Exercise A:
Answer these questions from the Drupal taxonomy thread, one answer per line, marked to match:
(i) What does the writer planning the next patch intend to remove from taxonomy.module?
(ii) Which issue does Comment #14 point to as an opening for the feature?
(iii) What event was mlncn trying to get the code working for?
Exercise B: In the records, rewrite the stretch from the start of the records through the line containing "x=508 y=490", substituting "windowpane" for "glass window pane" and leaving everything else the same. Leave the pictures out of the answer.

Given passage:
++++++++++
2. fixes the term field module so it actually works.
3. further refines the awkward process of creating fields and instances from vocabularies.
The next patch coming from me may be a few weeks away. I have a major project to finish this week and then I'm training my client the week after. My next goal is to remove all the Node API stuff from taxonomy.module and start writing the code to either maintain term_node table or make the absence of term_node invisible to Drupal core.
Comment #13
dodorama commentedI'm not sure if this is the right place to ask for this, but since we're rewriting the module from the ground up can it be useful to link terms to the user who created them so that we can have, for example, personal vocabularies as stated here?
Comment #14
Anonymous (not verified) commenteddodazzi this is the wrong queue for that feature request.
you may have some openings for this feature at #413192: Make taxonomy terms fieldable. adding a user reference field to a term object would be a foundation on which to develop this feature.
Comment #15
owen barton commentedExciting stuff - subscribing :)
Comment #16
scor commentedsubscribing
Comment #17
mlncn commentedUpdated git repo to use and work with the latest D7. Trying to get this working for the RDF in core code sprint tomorrow.
benjamin, Agaric Design Collective
Comment #18
dries commentedTaggging. Drupal-asm. :-)
Comment #19
catchBenjamin showed me the latest status of this when he was in London.
I think this is an accurate summary of the remaining issues to resolve:
1. Upgrade path - we probably need to create a new field per vocabulary, and a new field instance per content type it's assigned to.
2. UI. Since there's no field UI in core, we might need to keep the checkboxes on admin/build/types - if it's possible to plug those directly into Field API and only have the minimum bridging code in taxonomy.module to do this that'd be great. Then if you want to do anything sensible, for now you'd have to install CCK HEAD, and we can rip out the bridging code later.
++++++++++
Data rows:

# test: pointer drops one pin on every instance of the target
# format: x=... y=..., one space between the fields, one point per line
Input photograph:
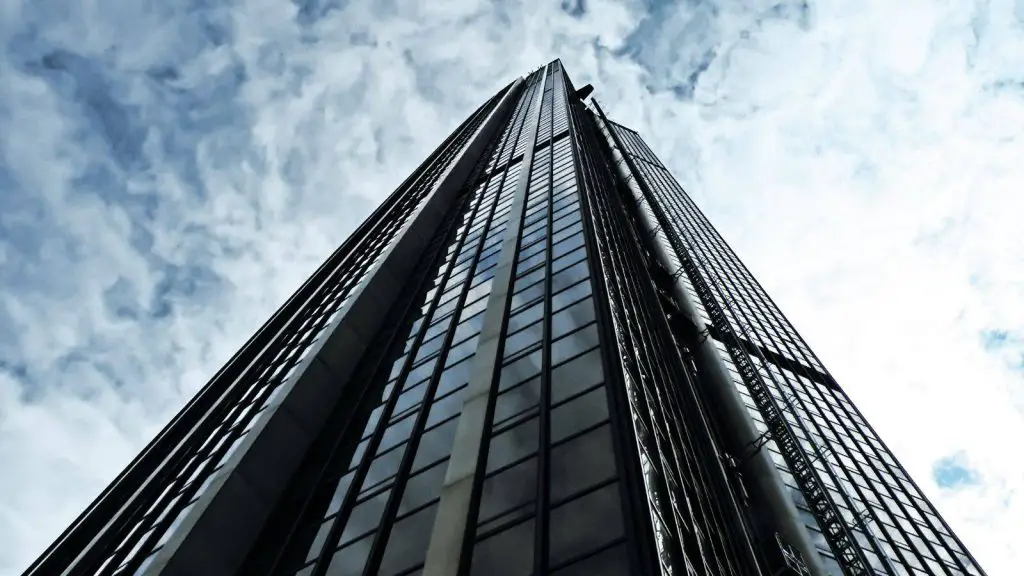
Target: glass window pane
x=578 y=315
x=383 y=467
x=582 y=462
x=522 y=339
x=579 y=413
x=350 y=560
x=520 y=369
x=462 y=350
x=435 y=444
x=585 y=524
x=513 y=444
x=576 y=375
x=407 y=545
x=423 y=487
x=578 y=341
x=570 y=295
x=507 y=553
x=446 y=407
x=525 y=317
x=455 y=375
x=397 y=433
x=612 y=562
x=517 y=400
x=366 y=516
x=527 y=295
x=508 y=490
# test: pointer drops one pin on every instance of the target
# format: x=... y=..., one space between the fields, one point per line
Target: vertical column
x=446 y=540
x=716 y=380
x=222 y=525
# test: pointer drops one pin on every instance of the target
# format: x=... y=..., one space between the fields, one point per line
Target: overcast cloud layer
++++++++++
Exercise output A:
(i) All the Node API stuff.
(ii) #413192: Make taxonomy terms fieldable.
(iii) The RDF in core code sprint the next day.

Exercise output B:
# test: pointer drops one pin on every instance of the target
# format: x=... y=..., one space between the fields, one point per line
Input photograph:
Target: windowpane
x=578 y=315
x=383 y=467
x=582 y=462
x=522 y=339
x=579 y=413
x=350 y=560
x=520 y=369
x=462 y=350
x=435 y=444
x=585 y=524
x=513 y=444
x=576 y=375
x=407 y=545
x=423 y=487
x=578 y=341
x=570 y=295
x=507 y=553
x=446 y=407
x=525 y=317
x=455 y=375
x=397 y=433
x=612 y=562
x=517 y=400
x=366 y=516
x=527 y=295
x=508 y=490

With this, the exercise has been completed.